Excerpts from a dataset
***

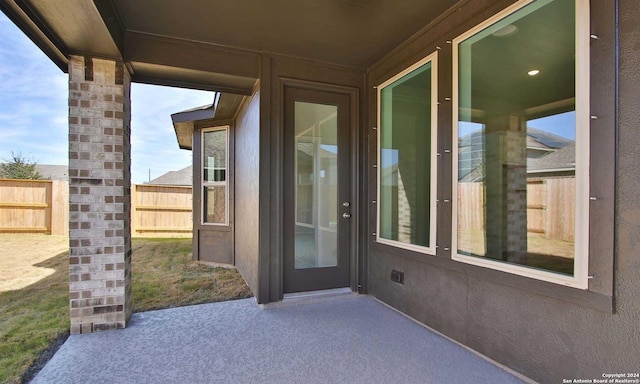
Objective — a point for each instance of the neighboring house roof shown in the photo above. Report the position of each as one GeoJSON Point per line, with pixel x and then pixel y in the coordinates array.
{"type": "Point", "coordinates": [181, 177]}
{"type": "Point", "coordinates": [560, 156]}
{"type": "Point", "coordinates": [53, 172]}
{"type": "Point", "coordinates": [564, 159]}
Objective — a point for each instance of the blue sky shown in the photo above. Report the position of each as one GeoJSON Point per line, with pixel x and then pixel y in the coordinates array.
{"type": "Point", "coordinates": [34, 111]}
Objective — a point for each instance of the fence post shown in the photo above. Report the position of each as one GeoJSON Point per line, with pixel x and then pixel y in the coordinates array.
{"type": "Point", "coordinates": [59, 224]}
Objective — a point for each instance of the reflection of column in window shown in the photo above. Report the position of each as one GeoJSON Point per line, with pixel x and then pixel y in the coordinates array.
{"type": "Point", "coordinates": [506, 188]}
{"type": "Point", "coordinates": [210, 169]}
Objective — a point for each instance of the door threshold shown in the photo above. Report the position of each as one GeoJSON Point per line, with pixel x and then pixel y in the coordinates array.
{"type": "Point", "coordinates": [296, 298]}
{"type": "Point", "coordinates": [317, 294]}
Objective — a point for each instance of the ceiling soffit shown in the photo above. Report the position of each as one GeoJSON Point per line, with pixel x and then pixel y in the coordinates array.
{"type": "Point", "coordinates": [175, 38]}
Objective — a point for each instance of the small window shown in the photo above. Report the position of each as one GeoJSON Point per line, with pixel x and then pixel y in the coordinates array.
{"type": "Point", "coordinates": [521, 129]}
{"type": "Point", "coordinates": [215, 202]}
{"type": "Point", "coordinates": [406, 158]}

***

» **Task description**: Exactly the lines from the one that holds "Objective — a point for each instance of the door" through the final line of the records above should be written out, and only those.

» **Answer box**:
Objective — a point for each instance of the door threshold shown in the photo above. Report the position of each as one GeoJSON Point per line, with pixel x and then pixel y in the coordinates array.
{"type": "Point", "coordinates": [296, 298]}
{"type": "Point", "coordinates": [317, 294]}
Objective — a point for each instance of the ceiling soffit shown in the photo above. Report the position of each as one GeoJSON Point per line, with pixel x and then pixel y in the coordinates array.
{"type": "Point", "coordinates": [175, 38]}
Objective — a point for each instance of the small window shown in the photo above. Report the position of each as one GeoJSON Point per line, with pixel x and then pixel y in the coordinates array.
{"type": "Point", "coordinates": [521, 129]}
{"type": "Point", "coordinates": [215, 202]}
{"type": "Point", "coordinates": [406, 158]}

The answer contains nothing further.